> [Data to use]:

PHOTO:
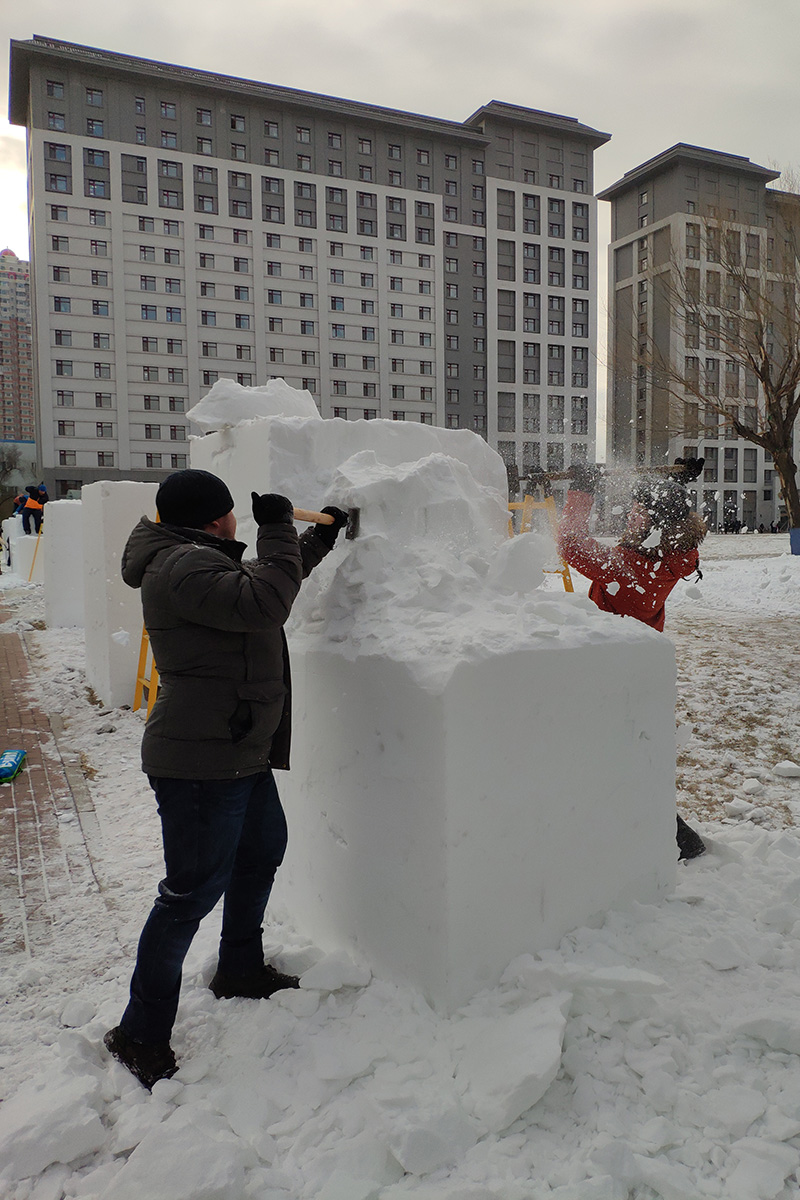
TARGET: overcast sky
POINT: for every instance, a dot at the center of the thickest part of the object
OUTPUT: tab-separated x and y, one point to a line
720	73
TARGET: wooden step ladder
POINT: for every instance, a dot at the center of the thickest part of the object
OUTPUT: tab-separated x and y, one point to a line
527	507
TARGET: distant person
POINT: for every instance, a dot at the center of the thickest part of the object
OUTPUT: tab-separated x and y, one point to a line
220	725
34	508
657	549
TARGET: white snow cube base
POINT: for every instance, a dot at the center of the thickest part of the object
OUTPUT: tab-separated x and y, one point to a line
113	610
64	564
440	835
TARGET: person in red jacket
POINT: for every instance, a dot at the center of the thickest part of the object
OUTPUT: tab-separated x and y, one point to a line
633	579
657	549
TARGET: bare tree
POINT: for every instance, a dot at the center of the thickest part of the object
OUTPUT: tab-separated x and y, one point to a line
745	307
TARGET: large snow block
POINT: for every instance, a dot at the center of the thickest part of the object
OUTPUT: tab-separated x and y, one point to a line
26	557
113	611
439	832
64	564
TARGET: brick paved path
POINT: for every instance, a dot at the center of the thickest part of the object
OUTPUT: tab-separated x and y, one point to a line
44	813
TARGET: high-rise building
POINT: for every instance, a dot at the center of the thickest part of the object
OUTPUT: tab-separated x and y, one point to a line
17	421
678	221
188	227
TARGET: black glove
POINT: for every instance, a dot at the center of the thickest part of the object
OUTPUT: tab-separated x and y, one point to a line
271	509
584	478
692	469
330	533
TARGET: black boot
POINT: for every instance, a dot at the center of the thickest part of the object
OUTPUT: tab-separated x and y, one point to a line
148	1061
690	844
256	984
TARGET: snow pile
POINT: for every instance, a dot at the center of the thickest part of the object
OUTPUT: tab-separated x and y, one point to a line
229	405
64	563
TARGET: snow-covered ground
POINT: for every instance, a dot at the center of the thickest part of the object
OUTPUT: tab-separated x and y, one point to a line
662	1044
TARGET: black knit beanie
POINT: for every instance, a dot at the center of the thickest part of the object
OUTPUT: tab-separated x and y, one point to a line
192	498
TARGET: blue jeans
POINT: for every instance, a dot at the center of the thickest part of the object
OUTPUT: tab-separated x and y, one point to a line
222	837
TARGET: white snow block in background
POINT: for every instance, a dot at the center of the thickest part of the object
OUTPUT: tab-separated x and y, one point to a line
24	552
12	528
109	513
64	564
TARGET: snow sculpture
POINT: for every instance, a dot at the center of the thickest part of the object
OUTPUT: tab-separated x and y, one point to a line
62	564
109	513
476	768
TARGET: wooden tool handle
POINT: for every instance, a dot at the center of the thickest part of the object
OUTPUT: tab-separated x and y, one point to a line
313	517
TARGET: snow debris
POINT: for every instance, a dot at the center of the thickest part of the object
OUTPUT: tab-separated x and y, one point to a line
788	769
509	1062
335	971
52	1119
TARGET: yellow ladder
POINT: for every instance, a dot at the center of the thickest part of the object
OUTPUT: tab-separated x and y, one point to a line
145	682
525	520
38	538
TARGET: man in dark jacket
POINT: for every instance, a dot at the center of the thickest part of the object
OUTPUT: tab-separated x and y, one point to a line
633	579
220	725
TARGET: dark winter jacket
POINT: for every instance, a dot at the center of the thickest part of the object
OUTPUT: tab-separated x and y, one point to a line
626	581
216	631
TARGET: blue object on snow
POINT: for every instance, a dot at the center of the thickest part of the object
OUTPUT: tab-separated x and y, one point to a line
11	763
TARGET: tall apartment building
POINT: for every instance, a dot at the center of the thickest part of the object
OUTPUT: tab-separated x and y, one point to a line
667	217
17	420
188	227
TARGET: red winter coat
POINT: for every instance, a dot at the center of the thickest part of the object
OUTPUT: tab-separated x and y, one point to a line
624	581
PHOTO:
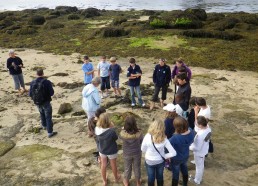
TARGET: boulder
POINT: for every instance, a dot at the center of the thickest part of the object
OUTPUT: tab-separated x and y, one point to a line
65	108
226	23
114	32
73	17
37	20
91	12
198	13
66	9
79	113
6	146
53	25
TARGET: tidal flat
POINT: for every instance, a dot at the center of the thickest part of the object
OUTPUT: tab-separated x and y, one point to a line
211	40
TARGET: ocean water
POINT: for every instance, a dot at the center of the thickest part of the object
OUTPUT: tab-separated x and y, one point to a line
209	5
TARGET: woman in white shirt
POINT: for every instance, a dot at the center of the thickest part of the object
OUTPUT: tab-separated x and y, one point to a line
153	145
200	148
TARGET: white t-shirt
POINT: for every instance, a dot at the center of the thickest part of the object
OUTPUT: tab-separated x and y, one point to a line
103	67
205	112
200	147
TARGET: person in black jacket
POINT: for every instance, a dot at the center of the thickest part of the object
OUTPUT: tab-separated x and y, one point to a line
45	108
15	65
184	88
161	80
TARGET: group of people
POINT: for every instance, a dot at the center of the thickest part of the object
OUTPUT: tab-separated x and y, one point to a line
166	144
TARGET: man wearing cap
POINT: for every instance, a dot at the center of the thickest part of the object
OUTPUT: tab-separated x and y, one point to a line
15	65
161	80
88	70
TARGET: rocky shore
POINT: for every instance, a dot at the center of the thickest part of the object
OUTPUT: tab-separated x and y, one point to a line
210	40
61	37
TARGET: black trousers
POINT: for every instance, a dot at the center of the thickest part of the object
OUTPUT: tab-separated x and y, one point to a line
164	90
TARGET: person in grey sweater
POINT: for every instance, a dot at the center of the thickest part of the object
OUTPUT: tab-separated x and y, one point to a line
132	139
106	142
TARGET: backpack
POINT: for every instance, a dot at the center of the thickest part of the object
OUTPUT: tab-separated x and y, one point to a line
38	92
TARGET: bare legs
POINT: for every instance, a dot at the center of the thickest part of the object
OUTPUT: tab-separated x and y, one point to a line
103	167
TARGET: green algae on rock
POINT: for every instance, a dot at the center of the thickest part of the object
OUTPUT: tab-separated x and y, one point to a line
6	146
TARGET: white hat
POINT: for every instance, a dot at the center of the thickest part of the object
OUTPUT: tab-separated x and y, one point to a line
170	107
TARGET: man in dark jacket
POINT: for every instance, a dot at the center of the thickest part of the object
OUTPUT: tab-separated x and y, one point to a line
44	107
134	74
184	88
15	65
161	80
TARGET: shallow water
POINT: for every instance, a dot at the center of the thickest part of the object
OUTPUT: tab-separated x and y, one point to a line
209	5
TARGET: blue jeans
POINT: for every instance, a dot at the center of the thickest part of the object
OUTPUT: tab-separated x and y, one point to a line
155	172
176	166
45	111
138	92
18	81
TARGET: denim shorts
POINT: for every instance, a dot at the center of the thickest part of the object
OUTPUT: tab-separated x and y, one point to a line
112	156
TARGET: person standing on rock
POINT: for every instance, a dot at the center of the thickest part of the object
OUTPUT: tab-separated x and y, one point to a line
41	91
103	72
115	69
161	80
88	70
134	74
180	63
15	65
90	98
184	89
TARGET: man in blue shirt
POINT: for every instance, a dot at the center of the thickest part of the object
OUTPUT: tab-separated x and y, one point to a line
88	70
103	72
115	70
134	74
161	80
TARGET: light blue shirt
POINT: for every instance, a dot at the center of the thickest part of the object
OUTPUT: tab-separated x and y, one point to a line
87	67
104	68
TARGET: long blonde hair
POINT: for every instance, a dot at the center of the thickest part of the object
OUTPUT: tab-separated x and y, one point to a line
157	131
104	121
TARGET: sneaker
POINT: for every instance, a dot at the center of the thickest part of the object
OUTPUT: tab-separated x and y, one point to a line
191	179
52	134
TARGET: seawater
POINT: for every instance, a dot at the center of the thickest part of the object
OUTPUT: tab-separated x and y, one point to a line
209	5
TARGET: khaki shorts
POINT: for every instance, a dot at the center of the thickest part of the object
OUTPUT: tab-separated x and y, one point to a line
112	156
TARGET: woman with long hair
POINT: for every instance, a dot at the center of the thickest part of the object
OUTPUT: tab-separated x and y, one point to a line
132	139
106	142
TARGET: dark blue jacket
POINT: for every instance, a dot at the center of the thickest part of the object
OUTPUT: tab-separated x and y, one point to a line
14	70
136	70
169	127
181	145
49	91
161	75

> [Exercise details]: Find the line containing "TARGET: khaki shorts", then output it and every line after it to the end of the data, exactly.

> [Written solution]:
TARGET: khaki shorts
POINT: for every instance, a dot at the center of the thickest part of the object
OUTPUT: tab-separated x and y, one point to a line
112	156
TARGET: woman with long hair
POINT: for every instance, a dot at the center of the thickest part of the object
OUTPUT: tab-separated x and y, one point to a line
132	139
106	142
TARGET: dark blue jacket
POINT: for every instance, a dot at the center of the thickest part of the object
OUTPUT: tab-separated x and y, one point to a line
14	70
136	70
169	127
181	145
49	91
161	75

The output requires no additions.